MATERIAL SHOWN: Begin

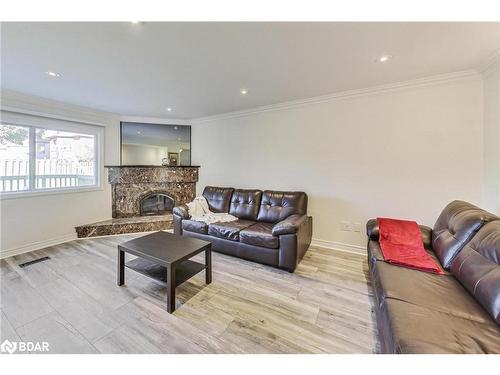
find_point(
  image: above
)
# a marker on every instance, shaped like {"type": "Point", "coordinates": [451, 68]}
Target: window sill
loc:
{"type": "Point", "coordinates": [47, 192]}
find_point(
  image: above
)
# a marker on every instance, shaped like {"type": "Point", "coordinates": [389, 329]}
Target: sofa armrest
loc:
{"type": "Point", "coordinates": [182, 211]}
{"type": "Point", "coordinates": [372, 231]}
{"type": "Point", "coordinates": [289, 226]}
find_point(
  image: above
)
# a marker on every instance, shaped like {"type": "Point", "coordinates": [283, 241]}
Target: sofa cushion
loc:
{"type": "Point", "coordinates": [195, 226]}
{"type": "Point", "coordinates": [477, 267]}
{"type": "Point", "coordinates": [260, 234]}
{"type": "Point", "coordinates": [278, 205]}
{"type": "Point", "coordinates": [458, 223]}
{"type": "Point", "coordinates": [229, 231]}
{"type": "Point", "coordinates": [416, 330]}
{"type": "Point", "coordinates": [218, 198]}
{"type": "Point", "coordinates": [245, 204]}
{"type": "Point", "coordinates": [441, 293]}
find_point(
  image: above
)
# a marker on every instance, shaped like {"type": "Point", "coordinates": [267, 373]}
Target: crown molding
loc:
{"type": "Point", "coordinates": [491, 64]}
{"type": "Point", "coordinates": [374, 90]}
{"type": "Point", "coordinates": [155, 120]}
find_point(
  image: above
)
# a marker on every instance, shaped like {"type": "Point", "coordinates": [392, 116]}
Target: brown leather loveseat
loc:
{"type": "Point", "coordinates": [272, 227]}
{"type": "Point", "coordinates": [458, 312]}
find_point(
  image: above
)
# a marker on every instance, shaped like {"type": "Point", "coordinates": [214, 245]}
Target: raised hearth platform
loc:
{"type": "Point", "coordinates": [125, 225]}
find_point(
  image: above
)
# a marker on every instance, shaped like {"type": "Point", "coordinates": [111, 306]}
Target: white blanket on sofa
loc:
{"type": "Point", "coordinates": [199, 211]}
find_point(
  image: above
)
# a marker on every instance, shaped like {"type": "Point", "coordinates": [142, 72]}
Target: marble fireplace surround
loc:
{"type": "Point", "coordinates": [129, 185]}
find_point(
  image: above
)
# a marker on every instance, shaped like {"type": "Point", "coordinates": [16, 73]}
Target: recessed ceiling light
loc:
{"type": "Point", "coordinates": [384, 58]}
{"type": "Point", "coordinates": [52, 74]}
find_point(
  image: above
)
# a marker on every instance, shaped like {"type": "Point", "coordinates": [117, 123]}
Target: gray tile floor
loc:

MATERIAL SHOWN: End

Only the text of the records above is to be reproduced, exactly as given; the pictures are dropped.

find_point(
  image: above
)
# a marker on every instance, shaped like {"type": "Point", "coordinates": [451, 68]}
Target: window sill
loc:
{"type": "Point", "coordinates": [47, 192]}
find_point(
  image: above
)
# a marker on every instance, shaped like {"type": "Point", "coordinates": [389, 329]}
Target: sofa armrest
loc:
{"type": "Point", "coordinates": [182, 211]}
{"type": "Point", "coordinates": [372, 231]}
{"type": "Point", "coordinates": [289, 226]}
find_point(
  image: above
)
# a marker on every instance, shaped like {"type": "Point", "coordinates": [283, 241]}
Target: sofa cushion
loc:
{"type": "Point", "coordinates": [195, 226]}
{"type": "Point", "coordinates": [477, 267]}
{"type": "Point", "coordinates": [260, 234]}
{"type": "Point", "coordinates": [278, 205]}
{"type": "Point", "coordinates": [458, 223]}
{"type": "Point", "coordinates": [229, 231]}
{"type": "Point", "coordinates": [416, 330]}
{"type": "Point", "coordinates": [218, 198]}
{"type": "Point", "coordinates": [245, 204]}
{"type": "Point", "coordinates": [441, 293]}
find_point(
  image: above
)
# a marker on every instance, shaped like {"type": "Point", "coordinates": [267, 373]}
Target: crown molding
loc:
{"type": "Point", "coordinates": [491, 64]}
{"type": "Point", "coordinates": [374, 90]}
{"type": "Point", "coordinates": [155, 120]}
find_point(
  image: above
)
# a marker on every instance, shaped like {"type": "Point", "coordinates": [392, 116]}
Target: brown leather loveseat
loc:
{"type": "Point", "coordinates": [272, 227]}
{"type": "Point", "coordinates": [458, 312]}
find_point(
  image: above
)
# a marker on every instance, shaped like {"type": "Point", "coordinates": [214, 245]}
Target: raised hearth platform
loc:
{"type": "Point", "coordinates": [125, 225]}
find_point(
  image: above
)
# a marker on every instance, shaped like {"type": "Point", "coordinates": [111, 306]}
Target: white blanket on sofa
loc:
{"type": "Point", "coordinates": [199, 211]}
find_point(
  image: above
)
# a marker on every instance, shaped like {"type": "Point", "coordinates": [142, 72]}
Target: marble fireplace surround
loc:
{"type": "Point", "coordinates": [129, 185]}
find_point(
  image: above
)
# a marker on every instance, shaped like {"type": "Point", "coordinates": [16, 73]}
Target: recessed ceiling light
loc:
{"type": "Point", "coordinates": [384, 58]}
{"type": "Point", "coordinates": [52, 74]}
find_point(
  image: above
)
# a marker on every instance, shaped like {"type": "Point", "coordinates": [117, 123]}
Target: gray tile floor
loc:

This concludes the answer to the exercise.